+++ DOCUMENT SECTION +++

Think confidence, machismo, and stamina are the keys to winning a negotiation? Then your bargaining skills need a reboot. Over the past decade, a growing field of literature on the subject has come to the conclusion that checking your ego at the boardroom door is a must. Compromise and kindness are the new rules of negotiation. How does this gentler approach work? We've compiled a short list of pointers to get you started.
There will always be time to open your mouth later, but tap your patience to find out what the other side is thinking first. Then you have extra leverage to tailor your points to fit both sides' goals, writes Norm Brodsky. When Mike Baicher came to see Brodsky for advice about negotiating a loan, Brodsky told him a story with a familiar moral: One man's trash is another man's treasure. Or, in his particular case, one man's misery is another man's idea of humor. So, when entering a negotiation, don't make any assumptions about what's in the other party's mind – just enter the situation with an open mind and plenty of questions. Read more.
The late Bob Woolf, a prominent sports and entertainment attorney and author of It Doesn't Hurt to Ask, was quick to say that 95 percent of the folks you'll ever negotiate with feel just as nervous and, yes, as scared as you do. For that reason, he believes that kindness is a key competitive advantage when it comes to negotiations. Find his theory that "nice guys finish first" at the negotiating table hard to believe? Well, his track record of using a combination of professionalism, ethics, and manners speaks volumes—he successfully represented Julius Irving, Larry Byrd, Carl Yastrzemski, and Thurman Munson in contract negotiations. Read more.

+++ RECORDED INFORMATION +++

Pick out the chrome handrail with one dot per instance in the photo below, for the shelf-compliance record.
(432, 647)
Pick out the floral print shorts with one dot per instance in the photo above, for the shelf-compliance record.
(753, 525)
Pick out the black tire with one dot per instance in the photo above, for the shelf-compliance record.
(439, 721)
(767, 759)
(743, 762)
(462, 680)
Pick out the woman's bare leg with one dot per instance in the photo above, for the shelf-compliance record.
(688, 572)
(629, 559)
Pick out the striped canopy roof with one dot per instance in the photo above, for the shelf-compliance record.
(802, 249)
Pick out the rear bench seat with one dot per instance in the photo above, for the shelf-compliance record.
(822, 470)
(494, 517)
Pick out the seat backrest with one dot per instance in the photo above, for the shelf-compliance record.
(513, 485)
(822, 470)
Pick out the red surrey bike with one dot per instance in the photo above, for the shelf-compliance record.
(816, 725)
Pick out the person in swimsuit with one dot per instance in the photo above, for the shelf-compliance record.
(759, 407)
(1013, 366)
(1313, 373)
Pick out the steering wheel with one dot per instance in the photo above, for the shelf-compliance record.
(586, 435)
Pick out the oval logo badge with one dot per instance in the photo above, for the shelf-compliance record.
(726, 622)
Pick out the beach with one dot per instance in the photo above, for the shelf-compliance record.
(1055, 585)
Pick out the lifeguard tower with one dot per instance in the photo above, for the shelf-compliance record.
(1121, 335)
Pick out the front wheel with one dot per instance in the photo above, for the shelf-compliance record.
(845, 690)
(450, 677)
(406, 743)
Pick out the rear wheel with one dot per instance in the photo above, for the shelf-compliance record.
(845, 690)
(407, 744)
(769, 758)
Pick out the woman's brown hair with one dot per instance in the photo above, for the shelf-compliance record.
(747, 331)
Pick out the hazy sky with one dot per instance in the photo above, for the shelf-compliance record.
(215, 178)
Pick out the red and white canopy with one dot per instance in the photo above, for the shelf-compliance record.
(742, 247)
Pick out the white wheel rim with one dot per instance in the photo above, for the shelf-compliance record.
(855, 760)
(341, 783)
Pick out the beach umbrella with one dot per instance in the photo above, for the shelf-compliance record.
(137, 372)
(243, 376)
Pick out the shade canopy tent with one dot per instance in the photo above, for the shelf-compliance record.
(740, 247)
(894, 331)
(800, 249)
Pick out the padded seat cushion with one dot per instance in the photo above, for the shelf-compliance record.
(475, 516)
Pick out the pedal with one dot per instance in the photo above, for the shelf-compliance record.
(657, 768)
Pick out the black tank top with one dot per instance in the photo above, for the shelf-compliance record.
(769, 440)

+++

▸ CHALLENGES
• A. In the negotiation pointers, rewrite the passage starting at "The late Bob" and ending at "negotiations. Read more.", replacing "kindness" with "courtesy".
• B. Answer these questions from the negotiation pointers:
(i) According to the opening, what are the new rules of negotiation?
(ii) Who went to Norm Brodsky for advice about negotiating a loan?
(iii) What is the title of the book Bob Woolf wrote?

▸ TASK-BY-TASK SOLUTIONS
• A.
The late Bob Woolf, a prominent sports and entertainment attorney and author of It Doesn't Hurt to Ask, was quick to say that 95 percent of the folks you'll ever negotiate with feel just as nervous and, yes, as scared as you do. For that reason, he believes that courtesy is a key competitive advantage when it comes to negotiations. Find his theory that "nice guys finish first" at the negotiating table hard to believe? Well, his track record of using a combination of professionalism, ethics, and manners speaks volumes—he successfully represented Julius Irving, Larry Byrd, Carl Yastrzemski, and Thurman Munson in contract negotiations. Read more.

• B.
(i) Compromise and kindness
(ii) Mike Baicher
(iii) It Doesn't Hurt to Ask